==== EXTRACTO DE PÁGINA

Vaya uno a saber por qué el porteño Instituto Di Tella ha pasado a ser parte de la mitología de los años 60 y no ha sucedido lo mismo con el IGE. Ambos nacieron con apenas meses de diferencia, ambos tenían el patrocinio de industrias privadas, sus respectivos directores, Jorge Romero Brest y Ángel Kalenberg, que mantenían un estrecho vínculo, y el arte y los artistas que promovían eran lo más parecido a un juego de espejos. Quizá sea una cuestión de escala o quizá tan solo un capricho esnob, no lo sé, lo que importa es que la historia del IGE finalmente se ha convertido en libro y bien vale que se sepa.
Se publicó hace unos meses en el sello editorial del MACA (Museo de Arte Contemporáneo Atchugarry) y se llama IGE: una aventura cultural en el Uruguay de los 60. Su autor es Ángel Kalenberg, figura referente de nuestro medio que fuera el creador, gestor y director del instituto desde su nacimiento en 1963 hasta su cierre en 1969.
Sin duda, el libro es un invalorable testimonio de uno de los momentos más revulsivos de nuestras artes, mas lo interesante está en que no se trata de un ejercicio de la memoria. Por el contrario, estamos ante una narración objetiva y ordenada que da cuenta de lo hecho y deja las subjetividades en la palabra de los críticos y los expertos de la época. Es así que el libro nos ofrece un doble registro: por un lado, el relato del estado de situación y la relación de las actividades en función de los objetivos propuestos y, por otro, la recopilación de un sinnúmero de textos críticos que son un inmenso trozo de nuestra historia del arte. Una decisión que no solo lo aleja del autoelogio, sino que permite dimensionar las dificultades que se enfrentaron, haciendo aún más palpable la dimensión de lo logrado.

========
==== EXTRACTO DEL LISTADO

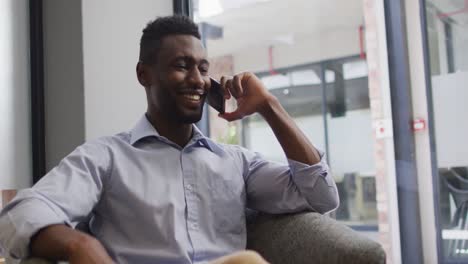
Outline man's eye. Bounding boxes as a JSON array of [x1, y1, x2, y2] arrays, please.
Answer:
[[199, 68, 208, 74]]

========

REQUISITOS DEL PROBLEMA.
Según el extracto de página, ¿en qué año cerró el IGE? El listado no interviene en nada de esto.

RESPUESTA AL EJERCICIO.
En 1969.